The exercise ▸ Show every line of the records below that contains the word "plastic". Matching is case-sensitive.

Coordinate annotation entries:
......

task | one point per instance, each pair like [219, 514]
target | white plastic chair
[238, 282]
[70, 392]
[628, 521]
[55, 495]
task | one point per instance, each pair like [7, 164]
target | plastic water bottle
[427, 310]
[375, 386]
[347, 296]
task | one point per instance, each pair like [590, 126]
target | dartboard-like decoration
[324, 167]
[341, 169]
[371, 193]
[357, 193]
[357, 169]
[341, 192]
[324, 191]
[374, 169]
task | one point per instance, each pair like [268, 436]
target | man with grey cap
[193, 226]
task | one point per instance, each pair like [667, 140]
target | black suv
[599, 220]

......

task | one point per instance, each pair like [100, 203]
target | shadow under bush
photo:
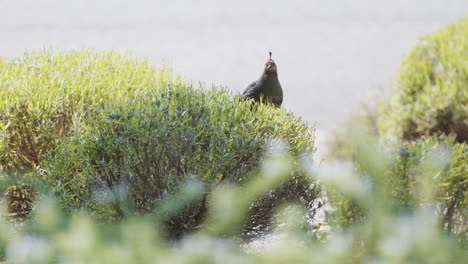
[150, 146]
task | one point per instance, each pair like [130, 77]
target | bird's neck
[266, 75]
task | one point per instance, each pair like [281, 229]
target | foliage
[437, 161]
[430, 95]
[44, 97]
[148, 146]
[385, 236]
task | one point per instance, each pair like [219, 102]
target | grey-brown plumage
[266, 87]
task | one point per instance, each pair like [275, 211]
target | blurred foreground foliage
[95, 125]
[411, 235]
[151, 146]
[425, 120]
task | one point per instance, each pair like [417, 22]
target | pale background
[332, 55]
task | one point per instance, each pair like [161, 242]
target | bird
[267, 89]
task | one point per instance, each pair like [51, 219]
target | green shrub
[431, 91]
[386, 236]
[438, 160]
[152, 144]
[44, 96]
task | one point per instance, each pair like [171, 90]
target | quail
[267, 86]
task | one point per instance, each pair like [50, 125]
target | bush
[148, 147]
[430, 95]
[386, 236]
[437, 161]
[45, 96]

......

Written solution ▸
target | white plastic chair
target | plastic water bottle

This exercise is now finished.